> **Tarefa 1**
Traduza para o inglês esta frase do texto sobre Harriet Tubman: “Harriet Tubman transformou o combate à escravidão na missão da sua vida.”
> **Tarefa 2**
Prolongue o texto sobre Harriet Tubman, começando logo após a última frase apresentada.

━━━ Trecho selecionado ━━━

Uma heroína nas trilhas da liberdade: a história de Harriet Tubman
Após escapar da escravidão nos EUA, Tubman lutou pela emancipação do povo negro e liderou expedições que chegaram a resgatar centenas de escravizados
Há 176 anos, em 17 de setembro de 1849, Harriet Tubman escapava da escravidão nos Estados Unidos. Tinha início, assim, a extraordinária jornada de uma das figuras mais icônicas da luta pela liberdade e emancipação do povo negro.
Harriet Tubman transformou o combate à escravidão na missão da sua vida. Ela liderou dezenas de expedições libertadoras, através das quais resgatou mais de 300 escravizados, conduzindo-os em segurança até os estados livres.
Após a eclosão da Guerra de Secessão, Harriet se ofereceu como voluntária às tropas da União. Ela socorreu os soldados feridos, atuou como espiã nos territórios confederados e se tornou a primeira mulher a organizar e liderar um ataque militar de grande escala na história dos Estados Unidos
Assumindo a dianteira no Ataque do Rio Combahee, Harriet libertou mais de 750 escravizados e destruiu os depósitos das forças confederadas. Por fim, ela se destacou no movimento sufragista, lutando em prol dos direitos políticos das mulheres.
Infância e juventude
Harriet nasceu como Araminta Ross (apelidada “Minty Ross”), por volta do ano de 1822, no condado de Dorchester, Maryland. Era filha de Ben Ross e Harriet “Rit” Green, afro-americanos escravizados nas plantações de tabaco e algodão nos arredores do Rio Blackwater. A mãe era cozinheira na casa da família Brodess e o pai era lenhador.
Três dos oito irmãos de Harriet foram vendidos ainda na infância. A menina testemunhou a firme objeção da mãe à tentativa do fazendeiro de vender seu irmão caçula — um episódio que a marcou e que forneceu seus primeiros referenciais sobre resistência à escravidão.
Por volta dos 5 ou 6 anos, Harriet foi alugada como babá para uma família branca de uma fazenda vizinha. Nessa propriedade, ela sofreu diversos abusos, sendo açoitada sempre que a criança acordava e chorava. Chegou a ser punida com chicotadas cinco vezes em um único dia.

━━━ Extrato da listagem ━━━

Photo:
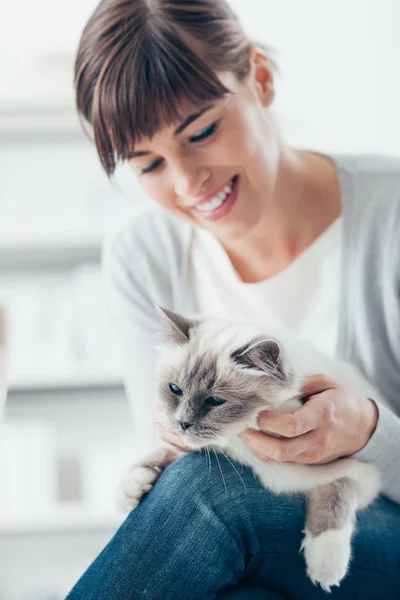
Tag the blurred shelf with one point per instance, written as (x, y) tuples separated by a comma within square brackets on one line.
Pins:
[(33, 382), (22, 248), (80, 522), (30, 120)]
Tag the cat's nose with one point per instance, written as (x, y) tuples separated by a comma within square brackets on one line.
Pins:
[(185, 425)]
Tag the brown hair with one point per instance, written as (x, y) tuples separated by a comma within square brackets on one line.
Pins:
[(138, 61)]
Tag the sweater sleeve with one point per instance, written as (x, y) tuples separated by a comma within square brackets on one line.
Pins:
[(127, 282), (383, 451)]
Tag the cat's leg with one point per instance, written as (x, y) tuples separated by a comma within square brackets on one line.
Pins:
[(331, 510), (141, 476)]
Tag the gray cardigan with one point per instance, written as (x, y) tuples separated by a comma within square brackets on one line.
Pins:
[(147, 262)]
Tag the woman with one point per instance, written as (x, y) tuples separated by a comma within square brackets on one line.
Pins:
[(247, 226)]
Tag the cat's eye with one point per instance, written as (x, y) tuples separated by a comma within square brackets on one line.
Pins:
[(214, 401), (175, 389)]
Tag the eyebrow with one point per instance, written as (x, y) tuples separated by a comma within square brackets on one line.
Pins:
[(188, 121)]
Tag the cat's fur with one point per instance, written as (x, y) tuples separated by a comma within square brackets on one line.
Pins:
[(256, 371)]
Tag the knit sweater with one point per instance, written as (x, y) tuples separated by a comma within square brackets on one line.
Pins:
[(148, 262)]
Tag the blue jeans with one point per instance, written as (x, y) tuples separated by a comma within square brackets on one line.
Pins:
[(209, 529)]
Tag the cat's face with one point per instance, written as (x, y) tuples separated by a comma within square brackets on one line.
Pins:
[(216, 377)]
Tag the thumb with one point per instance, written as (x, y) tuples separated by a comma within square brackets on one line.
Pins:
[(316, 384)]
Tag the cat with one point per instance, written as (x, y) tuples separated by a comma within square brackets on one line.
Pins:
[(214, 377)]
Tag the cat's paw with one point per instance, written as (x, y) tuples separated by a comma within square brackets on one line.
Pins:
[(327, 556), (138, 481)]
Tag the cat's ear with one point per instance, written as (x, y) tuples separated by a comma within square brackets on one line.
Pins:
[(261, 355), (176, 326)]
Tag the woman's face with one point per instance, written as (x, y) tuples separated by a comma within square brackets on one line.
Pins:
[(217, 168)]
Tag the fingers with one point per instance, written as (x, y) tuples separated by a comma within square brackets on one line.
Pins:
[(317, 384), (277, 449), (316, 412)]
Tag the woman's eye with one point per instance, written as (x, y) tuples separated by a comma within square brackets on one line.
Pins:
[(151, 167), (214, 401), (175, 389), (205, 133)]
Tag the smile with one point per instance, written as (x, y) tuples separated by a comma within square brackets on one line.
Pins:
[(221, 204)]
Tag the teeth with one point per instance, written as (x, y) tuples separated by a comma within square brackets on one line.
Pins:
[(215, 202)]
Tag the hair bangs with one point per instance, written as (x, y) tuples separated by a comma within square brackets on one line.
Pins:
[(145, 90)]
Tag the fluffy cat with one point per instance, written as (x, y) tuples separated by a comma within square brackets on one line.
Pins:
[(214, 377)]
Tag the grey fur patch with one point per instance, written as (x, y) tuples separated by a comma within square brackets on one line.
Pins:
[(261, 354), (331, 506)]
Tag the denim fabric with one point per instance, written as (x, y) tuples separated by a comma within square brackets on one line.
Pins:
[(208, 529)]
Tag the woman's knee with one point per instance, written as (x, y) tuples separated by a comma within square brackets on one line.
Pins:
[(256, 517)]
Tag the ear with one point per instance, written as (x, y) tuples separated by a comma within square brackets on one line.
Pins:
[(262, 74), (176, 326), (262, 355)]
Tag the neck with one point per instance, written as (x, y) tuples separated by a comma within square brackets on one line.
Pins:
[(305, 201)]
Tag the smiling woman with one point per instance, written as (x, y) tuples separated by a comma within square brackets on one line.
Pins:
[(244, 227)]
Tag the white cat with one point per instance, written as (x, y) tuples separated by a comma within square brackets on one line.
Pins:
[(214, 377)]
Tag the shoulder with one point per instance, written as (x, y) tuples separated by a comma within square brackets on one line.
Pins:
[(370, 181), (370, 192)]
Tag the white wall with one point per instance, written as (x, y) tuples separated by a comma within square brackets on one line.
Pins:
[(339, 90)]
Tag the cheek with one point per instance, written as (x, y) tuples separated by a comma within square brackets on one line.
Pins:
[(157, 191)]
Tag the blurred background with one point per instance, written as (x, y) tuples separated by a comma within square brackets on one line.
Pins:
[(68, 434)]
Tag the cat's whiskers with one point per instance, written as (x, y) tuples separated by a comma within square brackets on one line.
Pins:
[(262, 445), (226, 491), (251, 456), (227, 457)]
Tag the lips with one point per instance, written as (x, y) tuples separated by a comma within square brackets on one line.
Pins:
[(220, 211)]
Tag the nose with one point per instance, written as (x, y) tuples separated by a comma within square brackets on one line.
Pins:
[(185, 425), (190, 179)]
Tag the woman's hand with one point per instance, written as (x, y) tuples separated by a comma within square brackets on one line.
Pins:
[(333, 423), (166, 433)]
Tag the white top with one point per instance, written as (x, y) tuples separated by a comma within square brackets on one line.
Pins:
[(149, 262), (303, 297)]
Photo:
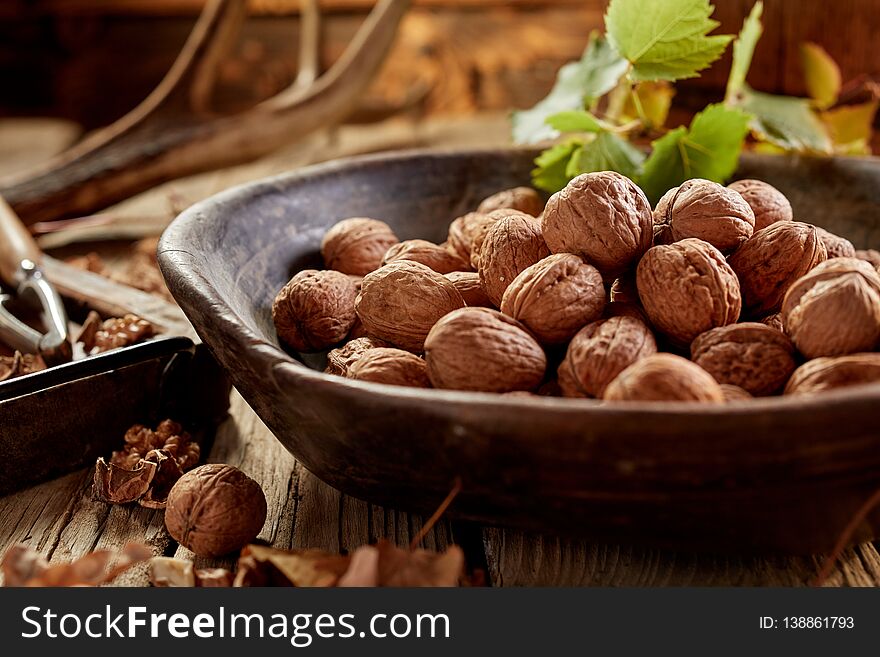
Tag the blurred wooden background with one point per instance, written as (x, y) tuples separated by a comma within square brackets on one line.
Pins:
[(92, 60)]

━━━

> **Resposta esperada 1**
Harriet Tubman made the fight against slavery the mission of her life.

> **Resposta esperada 2**
As punições deixaram cicatrizes que Harriet carregou pelo resto da vida. “Eu conhecia suas lágrimas, suspiros e gemidos e daria cada gota de sangue em minhas veias para libertá-los”, declarou anos mais tarde, ao refletir sobre as dores coletivas dos escravizados.
Com o tempo, Harriet foi transferida para o trabalho no campo, sendo incumbida de conduzir o gado, arar a terra e ajudar no transporte da madeira. Por volta dos 13 anos, ela sofreu uma grave lesão na cabeça, ao ser atingida por um peso de ferro arremessado por um capataz.
O ataque a deixou com sequelas permanentes. Harriet passou a sofrer com enxaquecas, vertigens, desmaios e convulsões. Ela ressignificaria a experiência a partir de uma perspectiva espiritualizada, interpretando suas visões, alucinações e sonhos como revelações divinas.
Harriet era muito religiosa. Frequentava a Igreja Metodista e, embora não soubesse ler, decorou diversas passagens da Bíblia. Gostava, sobretudo, das histórias de libertação da Nova Aliança, rejeitando as defesas apologéticas da escravidão baseadas no Velho Testamento. Por volta de 1844, ela se casou com um negro livre chamado John Tubman. Foi por volta desse período que Harriet adotou o nome de sua mãe, talvez como uma homenagem ou por motivos religiosos.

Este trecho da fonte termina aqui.